* [Consignes]
[a] D'après le texte sur la symbolique de la grenade, que représentent les alvéoles du fruit ?
[b] Reprenez mot pour mot le passage du texte sur la symbolique de la grenade qui commence par "La coque de" et se poursuit jusqu'à "et la peur.".

* [Texte fourni]
^^^^^^^^
Après sa création, lorsque la grenade mûrit, elle éclate en dehors de sa coque, et les grains qu’elle contenait sont projetés aux alentours. Ceci est la représentation de la transmission des richesses de l’esprit à celles et ceux qui passent entre les colonnes. Toute leur pensée et leur être sont alors fécondés par le feu de la Tradition, cela donnant alors la capacité de « voir» ce qui d’ordinaire, resté celé aux yeux humains. Ce qui nous permet de constater que la coque dure, qui renferme ensuite ces grains fermes et généreux, de la grenade n’est autre que la protection de la Franc-maçonnerie au regard profane, ainsi que l’hermétisme des loges, et le pouvoir de protection de propres idéaux des profanes qui pourront attaquer ce fruit.
La coque de la grenade une fois ouverte, nous permet de voir une image plus concrète de la Maçonnerie. On retrouve à l’intérieur du fruit, des alvéoles asymétriques, qui quant à elles contiennent des grains, qui eux aussi renferment des graines. On peut déduire que les alvéoles représentent les obédiences, que dans celles-ci, il y a des loges, et les graines correspondent aux frères et sœurs d’une même loge. On voit dès lors apparaitre une certaine dualité, la croûte dure laisse place aux graines charnues et juteuses, la mythologie nous apporte le cycle de la vie et celui de la mort, et tout cela nous rapproche du symbole même de la dualité présent dans le temple : le pavé mosaïque. Le noir et le blanc s’opposant, comme le bien et le mal, comme de la lumière à l’ombre, et surtout, comme la bataille qui sommeille au fond de nous, entre le courage et la peur.
^^^^^^^^
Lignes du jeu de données
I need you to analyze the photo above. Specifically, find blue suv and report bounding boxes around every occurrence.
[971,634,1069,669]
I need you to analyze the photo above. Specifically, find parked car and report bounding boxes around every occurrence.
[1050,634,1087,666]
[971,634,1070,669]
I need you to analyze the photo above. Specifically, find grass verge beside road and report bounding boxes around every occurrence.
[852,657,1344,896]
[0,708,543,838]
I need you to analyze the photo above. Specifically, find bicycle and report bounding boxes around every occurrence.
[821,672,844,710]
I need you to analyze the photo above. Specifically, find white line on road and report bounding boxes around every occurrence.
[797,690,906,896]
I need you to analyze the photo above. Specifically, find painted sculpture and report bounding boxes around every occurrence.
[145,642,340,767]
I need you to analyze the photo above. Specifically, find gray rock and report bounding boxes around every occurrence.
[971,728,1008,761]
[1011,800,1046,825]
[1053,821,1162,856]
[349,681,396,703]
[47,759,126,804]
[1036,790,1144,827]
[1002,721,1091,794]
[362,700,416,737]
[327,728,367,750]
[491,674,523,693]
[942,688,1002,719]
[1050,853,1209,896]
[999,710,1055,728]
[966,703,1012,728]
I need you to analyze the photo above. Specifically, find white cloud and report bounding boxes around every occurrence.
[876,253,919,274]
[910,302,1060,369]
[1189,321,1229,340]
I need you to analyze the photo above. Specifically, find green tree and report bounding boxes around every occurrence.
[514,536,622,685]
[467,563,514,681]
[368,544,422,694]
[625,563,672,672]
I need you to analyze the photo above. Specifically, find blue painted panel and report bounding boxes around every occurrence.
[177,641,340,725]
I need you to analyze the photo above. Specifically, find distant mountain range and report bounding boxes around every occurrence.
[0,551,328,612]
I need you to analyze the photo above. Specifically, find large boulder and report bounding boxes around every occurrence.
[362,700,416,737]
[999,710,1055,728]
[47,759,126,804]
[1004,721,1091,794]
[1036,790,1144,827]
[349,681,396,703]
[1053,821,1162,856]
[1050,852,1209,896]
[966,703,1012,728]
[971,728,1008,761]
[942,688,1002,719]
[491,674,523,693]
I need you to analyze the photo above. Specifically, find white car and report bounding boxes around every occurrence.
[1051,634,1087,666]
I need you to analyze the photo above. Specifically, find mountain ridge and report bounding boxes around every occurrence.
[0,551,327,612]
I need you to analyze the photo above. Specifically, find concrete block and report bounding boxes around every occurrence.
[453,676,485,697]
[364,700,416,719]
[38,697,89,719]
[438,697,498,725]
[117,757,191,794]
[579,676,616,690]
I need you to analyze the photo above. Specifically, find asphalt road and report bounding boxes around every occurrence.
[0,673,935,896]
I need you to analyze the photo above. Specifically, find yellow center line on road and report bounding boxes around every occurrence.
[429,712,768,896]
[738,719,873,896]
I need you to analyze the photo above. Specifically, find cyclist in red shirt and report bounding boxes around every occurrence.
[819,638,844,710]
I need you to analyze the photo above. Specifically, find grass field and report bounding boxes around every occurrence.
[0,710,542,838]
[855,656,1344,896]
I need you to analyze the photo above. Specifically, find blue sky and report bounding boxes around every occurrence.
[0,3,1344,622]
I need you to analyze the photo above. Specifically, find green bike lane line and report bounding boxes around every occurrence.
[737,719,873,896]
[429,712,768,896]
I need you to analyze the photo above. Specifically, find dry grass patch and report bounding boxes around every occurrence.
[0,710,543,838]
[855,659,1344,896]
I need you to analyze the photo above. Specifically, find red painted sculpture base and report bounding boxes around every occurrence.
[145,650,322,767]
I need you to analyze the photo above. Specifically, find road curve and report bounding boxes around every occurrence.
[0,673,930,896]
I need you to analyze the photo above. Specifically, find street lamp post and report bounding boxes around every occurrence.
^^^^^^^^
* [Résultats]
[a] Les obédiences.

[b]
La coque de la grenade une fois ouverte, nous permet de voir une image plus concrète de la Maçonnerie. On retrouve à l’intérieur du fruit, des alvéoles asymétriques, qui quant à elles contiennent des grains, qui eux aussi renferment des graines. On peut déduire que les alvéoles représentent les obédiences, que dans celles-ci, il y a des loges, et les graines correspondent aux frères et sœurs d’une même loge. On voit dès lors apparaitre une certaine dualité, la croûte dure laisse place aux graines charnues et juteuses, la mythologie nous apporte le cycle de la vie et celui de la mort, et tout cela nous rapproche du symbole même de la dualité présent dans le temple : le pavé mosaïque. Le noir et le blanc s’opposant, comme le bien et le mal, comme de la lumière à l’ombre, et surtout, comme la bataille qui sommeille au fond de nous, entre le courage et la peur.